[Stored data entries]
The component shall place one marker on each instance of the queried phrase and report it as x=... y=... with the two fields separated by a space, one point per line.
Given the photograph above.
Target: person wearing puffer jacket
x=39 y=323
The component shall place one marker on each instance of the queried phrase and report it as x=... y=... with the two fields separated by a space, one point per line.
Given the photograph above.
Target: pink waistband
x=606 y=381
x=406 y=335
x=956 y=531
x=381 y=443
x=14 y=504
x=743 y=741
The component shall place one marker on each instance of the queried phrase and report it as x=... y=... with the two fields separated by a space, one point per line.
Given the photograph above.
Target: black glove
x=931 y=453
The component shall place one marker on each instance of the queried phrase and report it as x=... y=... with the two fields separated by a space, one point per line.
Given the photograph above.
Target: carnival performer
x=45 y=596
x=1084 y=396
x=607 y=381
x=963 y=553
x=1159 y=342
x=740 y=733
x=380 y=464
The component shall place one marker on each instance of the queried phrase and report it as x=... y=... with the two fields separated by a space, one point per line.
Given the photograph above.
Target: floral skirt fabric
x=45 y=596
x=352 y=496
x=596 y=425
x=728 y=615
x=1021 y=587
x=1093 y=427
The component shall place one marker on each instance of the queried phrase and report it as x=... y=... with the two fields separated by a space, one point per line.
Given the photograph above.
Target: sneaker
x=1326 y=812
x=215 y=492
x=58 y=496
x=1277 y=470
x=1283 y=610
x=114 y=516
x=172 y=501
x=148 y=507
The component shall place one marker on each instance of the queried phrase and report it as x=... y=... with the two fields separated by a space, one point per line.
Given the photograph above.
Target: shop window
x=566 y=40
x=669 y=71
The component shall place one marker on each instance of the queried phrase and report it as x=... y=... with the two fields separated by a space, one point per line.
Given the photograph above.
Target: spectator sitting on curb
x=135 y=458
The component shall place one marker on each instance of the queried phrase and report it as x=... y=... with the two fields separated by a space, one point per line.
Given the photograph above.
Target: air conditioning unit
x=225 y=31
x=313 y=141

> **What to work on**:
Could you restate every entry above word for word?

> **Exercise response**:
The component shall place one marker on each instance of the queried phrase and report it as x=... y=... with the two fields separated by a space, one point per line.
Given the photograph above.
Target: person wearing puffer jacket
x=39 y=323
The component shall place one marker on each instance of the queried phrase and report it as x=... y=... with the two fields separated by a space, one point per line.
Given the photograph above.
Target: pink waistband
x=606 y=381
x=406 y=335
x=956 y=531
x=381 y=443
x=14 y=504
x=743 y=741
The component shall place one marker on each instance of the queried phrase and report it as x=... y=... with the two fields separated by a space, one point per line.
Given the photograph above.
Target: black glove
x=931 y=453
The component shall place one marker on each instance of the queried phrase and report it as x=... y=... with the two fields separated by a space, one point per line.
Given the photograph above.
Target: carnival performer
x=45 y=596
x=1084 y=396
x=607 y=381
x=963 y=553
x=1159 y=342
x=740 y=733
x=380 y=464
The component shall place one marker on each instance of the queried phrase and report it as x=... y=... with the two fields separated by a space, one point per line.
Given the photograph above.
Target: floral skirt fabric
x=45 y=596
x=352 y=496
x=596 y=425
x=728 y=615
x=1021 y=587
x=1093 y=427
The component shall place one marker on each instance of the queried phrase and report it as x=... y=... with the two fields separated by a space, one point per line.
Given the photograph above.
Target: sneaker
x=1326 y=812
x=215 y=492
x=58 y=496
x=1277 y=470
x=1283 y=610
x=114 y=516
x=172 y=501
x=148 y=507
The component shall place one marker on each instance of the queried phrase and report it as x=... y=... with the two fields separated by a space, one point per line.
Given the photograph above.
Target: shop window
x=566 y=40
x=669 y=71
The component shall place one marker on each instance of the queried phrase and report it as x=... y=... with the two fields separated by a space, one point per line.
Given the photograph above.
Target: spectator sitting on curb
x=135 y=458
The component shall place one marker on each instance of the queried phrase and report it as x=... y=... with the two fields separated by a space, one point per line.
Given the photograph above.
Target: air conditioning unit
x=225 y=31
x=313 y=141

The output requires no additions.